WORK ITEM:
Below is a block of records; repeat each one exactly.

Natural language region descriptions
————————
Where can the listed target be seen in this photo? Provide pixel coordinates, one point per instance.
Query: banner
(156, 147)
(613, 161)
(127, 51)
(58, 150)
————————
WRITTEN ANSWER:
Where can the listed target be seen in this photo? Provide pixel coordinates, one point per instance.
Query: banner
(156, 147)
(613, 161)
(127, 51)
(58, 150)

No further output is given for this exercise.